FRAGEN UND AUFGABEN.
a: Welche Arten von Hilfe erbittet MontAnA im Forenthread über das Erlernen von Grafikdesign? Zähle alle auf.
b: Schreibe den Forenthread über das Erlernen von Grafikdesign im Anschluss an seinen letzten Beitrag weiter.

GEGEBENER TEXTAUSZUG.
# [hilfe gesucht] Möchte gfxen lernen



## MontAnA (30. November 2002)

Hallo,

Ich möchte gerne gfxen lernen, leider bin ich ein totaler anfänger auf diesem gebiet und brücuhte deshalb etwas hilfe, an Programmen habe ich 3dsmax 4 und photoshop v.6.0.

Würde mir jemmand helfen, sprich tipps geben, gute anfänger tutorials zeigen oder auch mich unter icq adden ?? Mein Nummer ist: 152423244

Sayonara


----------



## Gullynbg (30. November 2002)

Hm,
weißt dzu überhaupt schon,was du so machen willst?
Weil Tipps geben,kann man nur,wenn man auch weiß,was du so machst..

Aber schon eines vorneweg:

Es geht nur durch Üben Üben Üben und noch viel mehr Üben!!!

Aber wenn du während deiner Übungsphasen Fragen hast,wird dir hier sicher gerne geholfen


----------



## MontAnA (30. November 2002)

> _Original geschrieben von Gullynbg _
> *Hm,
> weißt dzu überhaupt schon,was du so machen willst?
> Weil Tipps geben,kann man nur,wenn man auch weiß,was du so machst..
> ...

AUFLISTUNG.
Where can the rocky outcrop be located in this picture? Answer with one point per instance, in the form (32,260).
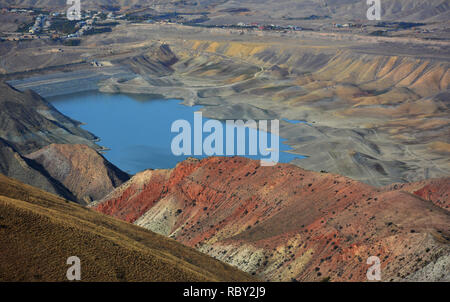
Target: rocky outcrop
(29,172)
(28,122)
(87,174)
(39,231)
(286,223)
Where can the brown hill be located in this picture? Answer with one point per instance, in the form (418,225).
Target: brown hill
(415,10)
(87,174)
(283,223)
(28,122)
(39,231)
(29,172)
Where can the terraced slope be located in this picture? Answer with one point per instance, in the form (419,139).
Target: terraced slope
(376,109)
(39,231)
(283,222)
(226,10)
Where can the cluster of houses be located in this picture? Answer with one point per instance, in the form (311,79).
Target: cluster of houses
(41,23)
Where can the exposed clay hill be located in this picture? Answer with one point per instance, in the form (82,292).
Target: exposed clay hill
(29,172)
(285,223)
(87,174)
(376,110)
(28,122)
(39,231)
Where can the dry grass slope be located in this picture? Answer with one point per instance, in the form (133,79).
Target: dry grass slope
(39,231)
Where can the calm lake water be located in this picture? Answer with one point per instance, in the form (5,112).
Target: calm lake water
(137,130)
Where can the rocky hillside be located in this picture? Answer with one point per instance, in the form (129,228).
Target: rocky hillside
(28,171)
(39,231)
(376,110)
(414,10)
(286,223)
(29,128)
(80,169)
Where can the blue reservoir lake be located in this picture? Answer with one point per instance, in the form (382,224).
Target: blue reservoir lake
(137,129)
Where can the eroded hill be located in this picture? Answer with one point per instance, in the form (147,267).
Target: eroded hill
(283,222)
(39,231)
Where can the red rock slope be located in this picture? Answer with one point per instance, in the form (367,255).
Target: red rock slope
(285,223)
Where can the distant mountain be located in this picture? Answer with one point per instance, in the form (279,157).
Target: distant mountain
(28,122)
(285,223)
(40,231)
(395,10)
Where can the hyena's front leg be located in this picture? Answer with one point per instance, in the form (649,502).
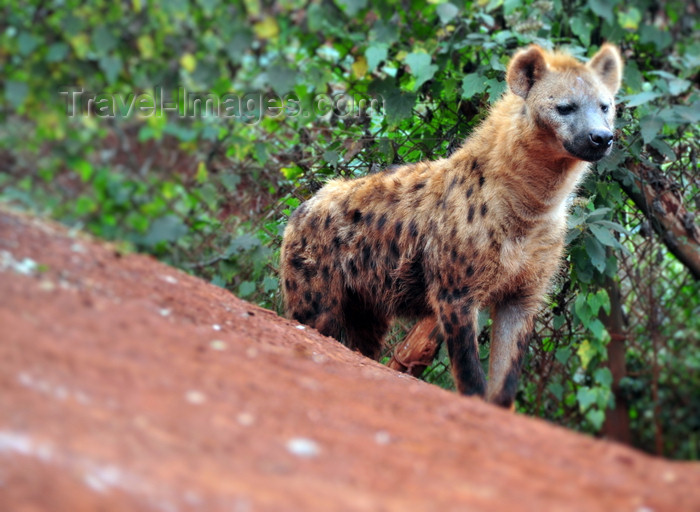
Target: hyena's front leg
(512,328)
(459,325)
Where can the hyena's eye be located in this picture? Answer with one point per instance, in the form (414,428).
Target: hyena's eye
(568,108)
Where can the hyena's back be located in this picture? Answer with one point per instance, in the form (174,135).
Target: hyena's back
(352,259)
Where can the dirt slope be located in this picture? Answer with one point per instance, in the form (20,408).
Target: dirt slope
(128,385)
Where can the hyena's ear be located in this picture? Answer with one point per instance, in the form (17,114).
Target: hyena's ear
(525,68)
(607,64)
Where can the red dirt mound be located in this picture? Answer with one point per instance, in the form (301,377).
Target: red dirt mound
(128,385)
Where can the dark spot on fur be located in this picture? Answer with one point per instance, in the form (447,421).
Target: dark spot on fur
(394,248)
(458,293)
(366,255)
(452,184)
(413,228)
(297,262)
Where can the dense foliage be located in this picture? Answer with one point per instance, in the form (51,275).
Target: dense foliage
(97,133)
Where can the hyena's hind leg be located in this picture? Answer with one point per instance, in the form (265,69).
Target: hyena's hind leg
(364,326)
(312,306)
(418,349)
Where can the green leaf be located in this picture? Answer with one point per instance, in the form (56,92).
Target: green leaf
(112,66)
(582,28)
(292,172)
(642,98)
(472,84)
(597,328)
(246,288)
(16,92)
(281,79)
(582,309)
(586,397)
(496,89)
(603,8)
(603,376)
(331,157)
(603,235)
(421,68)
(586,352)
(563,354)
(351,7)
(678,86)
(399,106)
(596,417)
(648,33)
(629,19)
(375,54)
(557,390)
(167,228)
(447,12)
(596,252)
(270,284)
(242,243)
(26,43)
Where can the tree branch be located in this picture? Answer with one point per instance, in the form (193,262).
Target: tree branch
(654,194)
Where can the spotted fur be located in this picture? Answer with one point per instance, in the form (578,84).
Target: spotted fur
(441,240)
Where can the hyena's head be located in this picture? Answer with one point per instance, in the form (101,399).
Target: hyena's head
(572,102)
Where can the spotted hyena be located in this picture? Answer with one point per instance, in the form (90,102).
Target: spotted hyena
(438,241)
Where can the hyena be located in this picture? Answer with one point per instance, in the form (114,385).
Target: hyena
(440,240)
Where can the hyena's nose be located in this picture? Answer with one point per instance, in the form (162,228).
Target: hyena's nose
(600,138)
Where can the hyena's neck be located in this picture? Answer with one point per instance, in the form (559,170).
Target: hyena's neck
(535,179)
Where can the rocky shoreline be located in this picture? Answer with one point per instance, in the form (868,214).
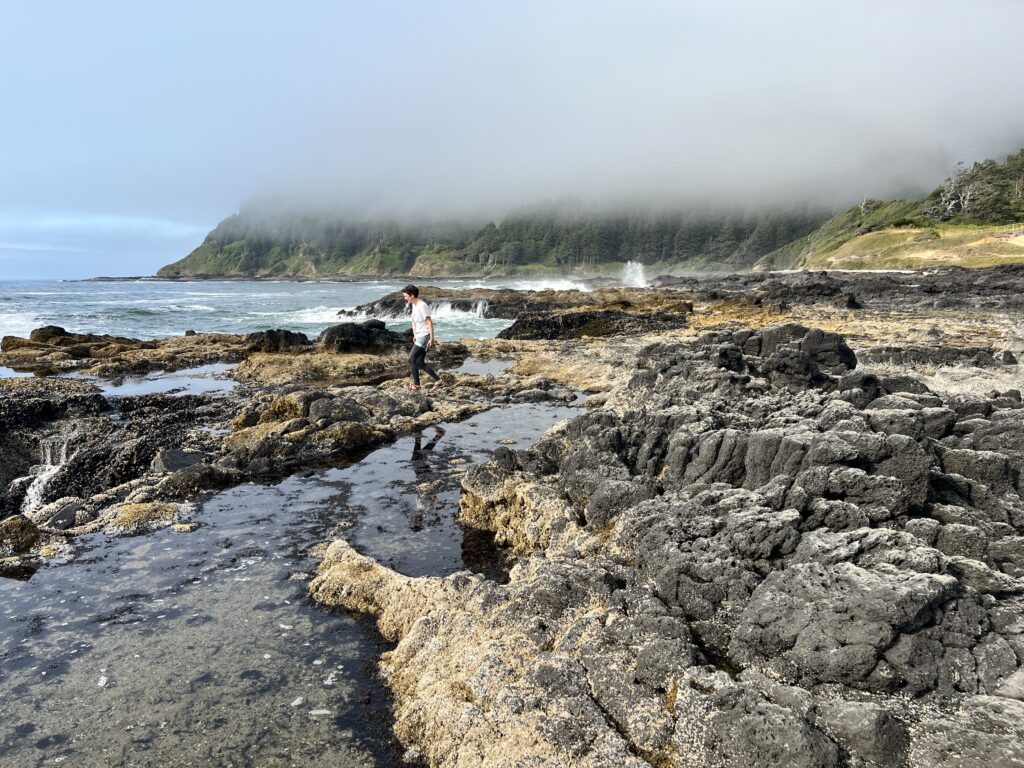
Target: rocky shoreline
(787,528)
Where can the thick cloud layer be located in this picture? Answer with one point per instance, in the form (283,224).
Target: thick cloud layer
(179,112)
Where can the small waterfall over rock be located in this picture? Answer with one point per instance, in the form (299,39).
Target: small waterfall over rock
(53,455)
(633,275)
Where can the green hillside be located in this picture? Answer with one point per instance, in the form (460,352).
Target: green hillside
(974,218)
(256,244)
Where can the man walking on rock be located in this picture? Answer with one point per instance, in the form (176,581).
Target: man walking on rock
(423,339)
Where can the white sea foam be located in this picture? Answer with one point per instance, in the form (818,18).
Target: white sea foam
(310,315)
(17,324)
(633,275)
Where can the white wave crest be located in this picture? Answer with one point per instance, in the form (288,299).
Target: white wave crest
(18,324)
(309,315)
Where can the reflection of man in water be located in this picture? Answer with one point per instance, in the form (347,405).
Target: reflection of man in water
(426,499)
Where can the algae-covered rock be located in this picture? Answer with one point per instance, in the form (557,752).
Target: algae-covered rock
(130,519)
(17,535)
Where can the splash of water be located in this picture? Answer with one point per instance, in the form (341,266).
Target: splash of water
(53,455)
(633,275)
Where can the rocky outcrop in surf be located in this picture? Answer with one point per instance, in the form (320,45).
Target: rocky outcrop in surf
(753,553)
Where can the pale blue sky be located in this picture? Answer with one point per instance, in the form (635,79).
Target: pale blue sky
(128,129)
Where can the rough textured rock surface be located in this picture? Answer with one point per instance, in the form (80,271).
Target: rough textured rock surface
(751,553)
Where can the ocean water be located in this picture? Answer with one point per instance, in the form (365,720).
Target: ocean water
(150,309)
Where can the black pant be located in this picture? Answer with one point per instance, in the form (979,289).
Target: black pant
(418,360)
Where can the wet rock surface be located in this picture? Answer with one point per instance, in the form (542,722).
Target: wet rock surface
(751,553)
(778,535)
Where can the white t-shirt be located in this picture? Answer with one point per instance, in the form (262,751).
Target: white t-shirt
(421,310)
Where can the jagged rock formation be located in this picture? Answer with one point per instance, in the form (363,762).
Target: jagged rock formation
(752,554)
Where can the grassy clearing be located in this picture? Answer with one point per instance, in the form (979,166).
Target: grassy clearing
(915,247)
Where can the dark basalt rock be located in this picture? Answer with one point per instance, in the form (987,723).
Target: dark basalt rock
(17,536)
(915,354)
(825,551)
(371,336)
(580,324)
(280,340)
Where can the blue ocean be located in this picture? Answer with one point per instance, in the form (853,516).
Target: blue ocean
(151,309)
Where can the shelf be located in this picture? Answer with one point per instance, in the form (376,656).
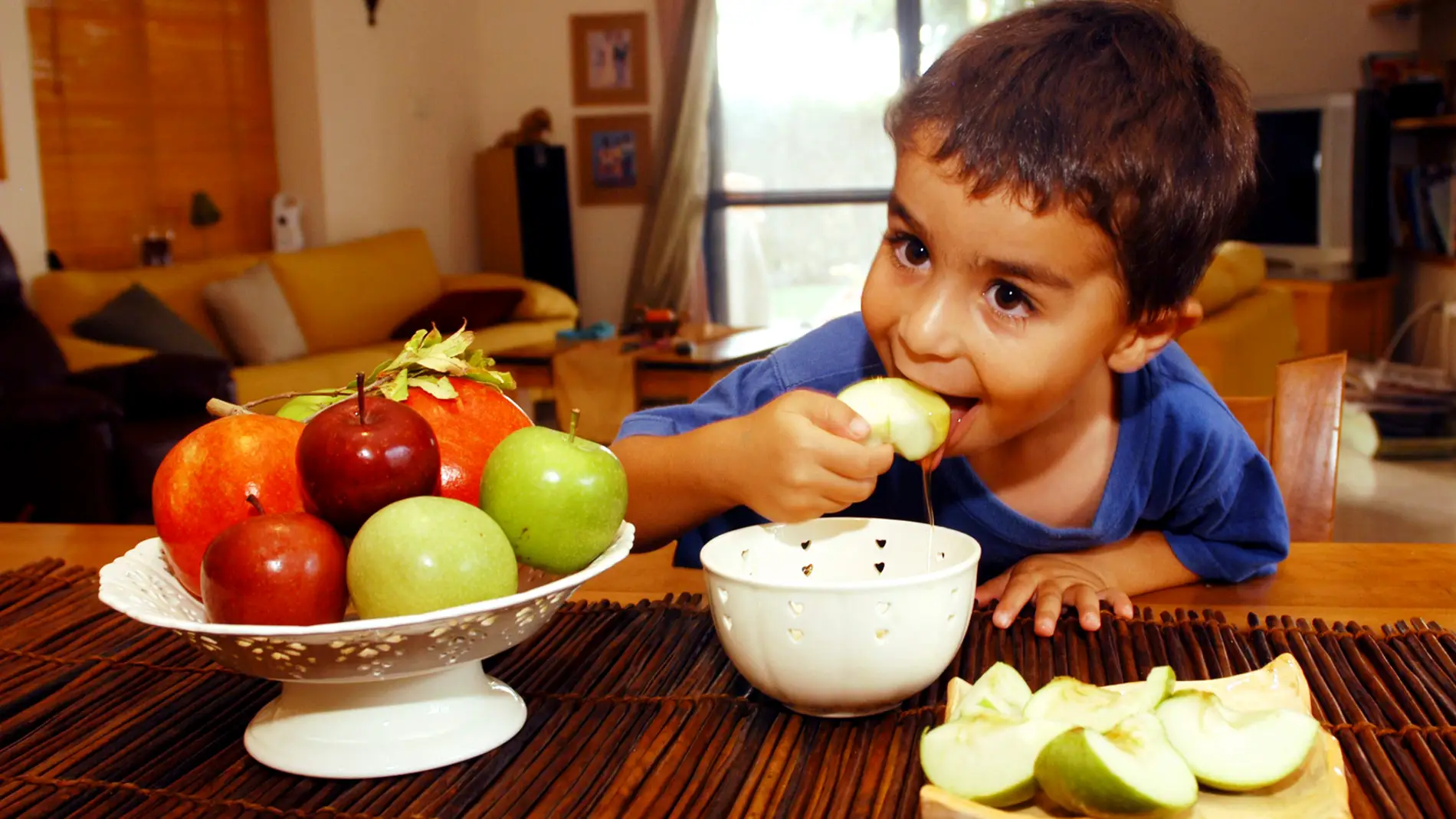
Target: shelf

DIE ERGEBNISSE.
a:
- Tipps geben
- gute Anfänger-Tutorials zeigen
- ihn unter ICQ adden

b:
Also, an augenmerk lege ich auf webdesign, also nur Seitenlayouts, zum Beispiel machen wir in einer Arbeitsgmeinschaft grade eine neue SchulHomepage, mir schwebt da schon was vor, aber leider habe ich dazu nocht nicht die Kenntnisse.

( http://www.hegel-gymnasium.de)

Meine Icq nummer ist = 152423244


----------



## Neyman (30. November 2002)

du hast 3ds und PS 6 - kannst du mit den programmenn den wenigstens halbwegs gut umgehen?
Ich weiß nicht, wie lange du schon mit den programmen arbeitest / diese nutzt. ich würde dir auf jeden fall empfehlen, einige tutorials auszuprobieren  . des weiteren würde ich mir einige bücher zum thema kaufen. bei amazon.de gibt's auch rezensionen zu den büchern oder schau mal links unter "Literatur" (unter Inhalt). Da werden auch ein paar gute Bücher vorgestellt. Da du ja, laut profil, sehr bald geburtstag hast, würde ich dir raten, dir das ein oder andere buch schenken zu lassen ("Photoshop 6 Wow!" kostet rund 60 Euro, "Photoshop 7 Magnum" rund 30 Euro; beides gute Bücher).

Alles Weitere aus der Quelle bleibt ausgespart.